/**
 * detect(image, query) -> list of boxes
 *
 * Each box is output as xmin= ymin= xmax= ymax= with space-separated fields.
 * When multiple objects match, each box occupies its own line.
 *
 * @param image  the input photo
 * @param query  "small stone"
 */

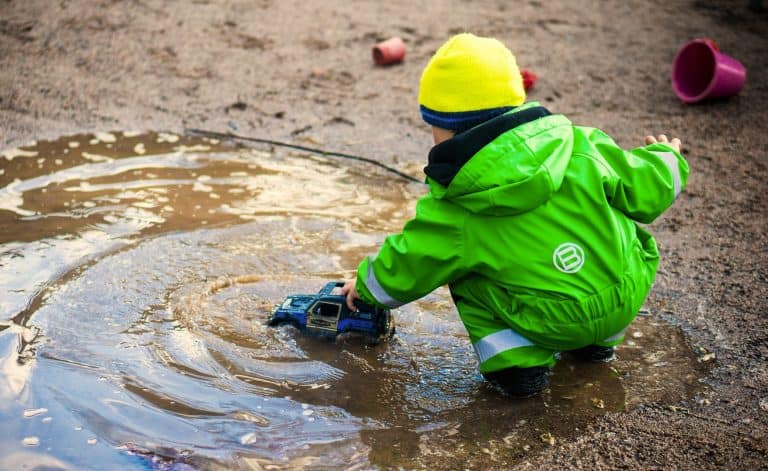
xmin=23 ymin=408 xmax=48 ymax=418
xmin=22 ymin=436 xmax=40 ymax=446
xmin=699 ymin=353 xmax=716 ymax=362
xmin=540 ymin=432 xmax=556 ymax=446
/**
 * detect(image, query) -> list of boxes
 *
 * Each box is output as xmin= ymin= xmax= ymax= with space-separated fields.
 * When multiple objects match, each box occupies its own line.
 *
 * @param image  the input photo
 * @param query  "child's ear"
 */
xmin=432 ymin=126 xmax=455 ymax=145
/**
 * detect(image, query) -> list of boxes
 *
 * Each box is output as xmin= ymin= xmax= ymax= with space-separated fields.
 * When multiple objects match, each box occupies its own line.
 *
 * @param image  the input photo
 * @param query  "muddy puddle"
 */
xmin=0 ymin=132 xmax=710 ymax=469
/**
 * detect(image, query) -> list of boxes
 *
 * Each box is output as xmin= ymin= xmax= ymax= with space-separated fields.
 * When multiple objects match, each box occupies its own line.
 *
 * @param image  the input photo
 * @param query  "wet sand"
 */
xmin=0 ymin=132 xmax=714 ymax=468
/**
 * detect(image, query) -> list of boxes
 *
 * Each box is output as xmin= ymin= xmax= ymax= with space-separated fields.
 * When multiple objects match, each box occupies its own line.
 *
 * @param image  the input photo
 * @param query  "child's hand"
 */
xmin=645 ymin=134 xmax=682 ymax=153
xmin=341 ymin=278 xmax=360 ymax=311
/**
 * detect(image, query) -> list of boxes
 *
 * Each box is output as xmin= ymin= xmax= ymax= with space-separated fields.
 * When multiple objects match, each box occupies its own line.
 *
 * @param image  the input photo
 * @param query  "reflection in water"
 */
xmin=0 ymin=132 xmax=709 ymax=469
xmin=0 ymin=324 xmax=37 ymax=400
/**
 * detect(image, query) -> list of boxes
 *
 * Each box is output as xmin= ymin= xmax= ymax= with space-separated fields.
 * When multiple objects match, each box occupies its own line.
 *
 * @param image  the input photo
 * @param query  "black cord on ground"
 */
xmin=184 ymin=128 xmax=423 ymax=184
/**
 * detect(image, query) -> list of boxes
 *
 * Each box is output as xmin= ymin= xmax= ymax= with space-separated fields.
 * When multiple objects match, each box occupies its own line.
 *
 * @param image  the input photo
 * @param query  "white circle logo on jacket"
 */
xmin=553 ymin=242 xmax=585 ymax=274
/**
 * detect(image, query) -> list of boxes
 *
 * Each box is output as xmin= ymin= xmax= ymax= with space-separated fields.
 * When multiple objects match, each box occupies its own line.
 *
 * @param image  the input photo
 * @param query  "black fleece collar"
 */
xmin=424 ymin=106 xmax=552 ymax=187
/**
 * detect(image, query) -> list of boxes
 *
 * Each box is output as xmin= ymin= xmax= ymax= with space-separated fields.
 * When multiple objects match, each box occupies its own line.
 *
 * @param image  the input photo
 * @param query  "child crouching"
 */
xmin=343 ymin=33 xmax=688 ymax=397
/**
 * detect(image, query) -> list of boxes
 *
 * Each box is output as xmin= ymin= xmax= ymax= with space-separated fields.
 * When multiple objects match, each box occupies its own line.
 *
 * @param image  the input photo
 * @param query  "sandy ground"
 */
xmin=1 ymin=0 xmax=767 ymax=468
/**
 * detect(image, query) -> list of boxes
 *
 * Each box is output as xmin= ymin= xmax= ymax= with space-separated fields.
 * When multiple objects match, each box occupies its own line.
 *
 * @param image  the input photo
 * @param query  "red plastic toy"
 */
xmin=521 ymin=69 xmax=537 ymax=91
+-------+
The word "black" appears in some lines of the data. Copy every one of those lines.

 * @param query  "black cord on ground"
 * @param query  "black fleece collar"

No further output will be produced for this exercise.